**Requirement:** Range to output from the entries below: the line containing "Target: large boulder" through the line containing "Target: distant hill". Set it down exactly, ends included, nothing else.

**Dataset extract:**
▬▬▬▬▬▬▬▬▬▬

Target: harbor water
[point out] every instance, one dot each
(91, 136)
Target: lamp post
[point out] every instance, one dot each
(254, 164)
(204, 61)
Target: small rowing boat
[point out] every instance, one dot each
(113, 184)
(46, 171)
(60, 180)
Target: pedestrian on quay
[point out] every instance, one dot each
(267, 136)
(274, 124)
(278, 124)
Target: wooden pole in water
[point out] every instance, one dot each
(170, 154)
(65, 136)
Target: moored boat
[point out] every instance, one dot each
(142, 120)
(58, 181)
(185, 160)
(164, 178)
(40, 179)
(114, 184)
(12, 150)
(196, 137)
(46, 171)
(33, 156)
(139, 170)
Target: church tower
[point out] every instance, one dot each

▬▬▬▬▬▬▬▬▬▬

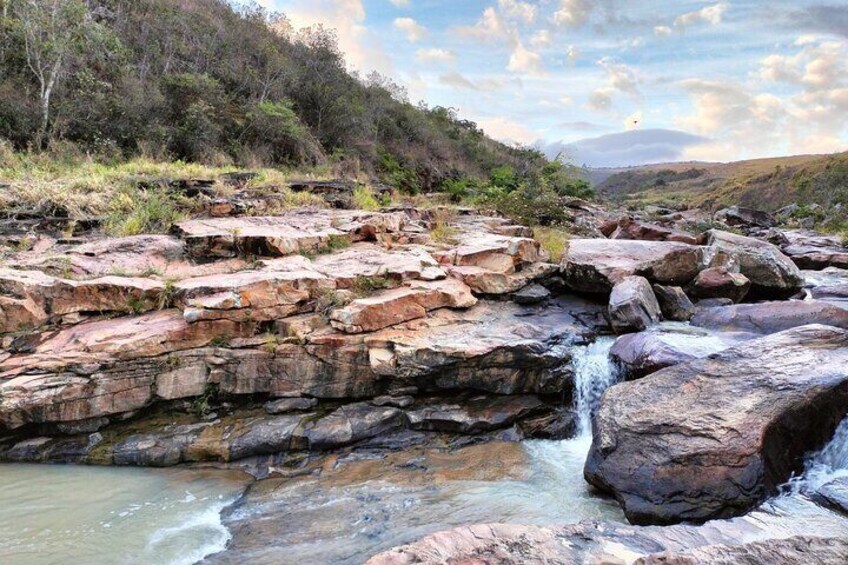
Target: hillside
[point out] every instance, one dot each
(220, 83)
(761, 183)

▬▬▬▬▬▬▬▬▬▬

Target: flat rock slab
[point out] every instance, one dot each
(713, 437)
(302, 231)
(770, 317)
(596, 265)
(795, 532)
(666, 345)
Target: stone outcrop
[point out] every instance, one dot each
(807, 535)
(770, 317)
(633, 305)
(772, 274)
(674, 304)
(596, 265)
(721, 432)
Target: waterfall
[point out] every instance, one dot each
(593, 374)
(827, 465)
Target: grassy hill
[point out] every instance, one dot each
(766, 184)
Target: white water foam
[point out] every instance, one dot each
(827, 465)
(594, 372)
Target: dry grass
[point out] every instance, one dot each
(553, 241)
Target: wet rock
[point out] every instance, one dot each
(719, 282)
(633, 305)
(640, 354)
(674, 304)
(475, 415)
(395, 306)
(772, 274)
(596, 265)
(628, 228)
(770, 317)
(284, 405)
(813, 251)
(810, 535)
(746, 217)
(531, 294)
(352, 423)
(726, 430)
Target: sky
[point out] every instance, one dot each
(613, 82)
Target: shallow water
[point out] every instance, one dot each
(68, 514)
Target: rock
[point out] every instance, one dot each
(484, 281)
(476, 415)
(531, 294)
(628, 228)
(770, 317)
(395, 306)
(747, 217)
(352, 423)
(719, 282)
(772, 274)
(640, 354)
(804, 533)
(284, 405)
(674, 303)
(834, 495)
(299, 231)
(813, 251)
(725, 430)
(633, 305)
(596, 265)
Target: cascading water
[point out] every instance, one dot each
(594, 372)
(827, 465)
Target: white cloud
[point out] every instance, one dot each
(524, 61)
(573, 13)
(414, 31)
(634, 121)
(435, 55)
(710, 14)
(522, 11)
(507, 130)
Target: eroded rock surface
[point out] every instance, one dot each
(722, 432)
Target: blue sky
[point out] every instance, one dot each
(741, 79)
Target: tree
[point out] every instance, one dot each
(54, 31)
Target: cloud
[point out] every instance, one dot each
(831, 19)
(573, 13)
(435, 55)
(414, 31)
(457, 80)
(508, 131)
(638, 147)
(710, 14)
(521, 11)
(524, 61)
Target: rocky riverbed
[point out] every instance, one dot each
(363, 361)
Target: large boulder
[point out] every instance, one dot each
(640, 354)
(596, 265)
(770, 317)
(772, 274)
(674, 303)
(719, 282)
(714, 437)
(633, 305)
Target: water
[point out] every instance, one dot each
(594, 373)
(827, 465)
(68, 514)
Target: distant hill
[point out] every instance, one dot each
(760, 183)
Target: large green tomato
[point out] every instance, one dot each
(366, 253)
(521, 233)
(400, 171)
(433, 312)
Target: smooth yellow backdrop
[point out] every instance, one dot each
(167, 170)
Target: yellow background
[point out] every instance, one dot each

▬▬▬▬▬▬▬▬▬▬

**Solution:**
Target: large boulder
[point out] every instance, one dot each
(640, 354)
(596, 265)
(770, 317)
(772, 274)
(674, 303)
(719, 282)
(714, 437)
(633, 305)
Target: water
[point out] every instance, one dot each
(594, 373)
(827, 465)
(68, 514)
Target: distant hill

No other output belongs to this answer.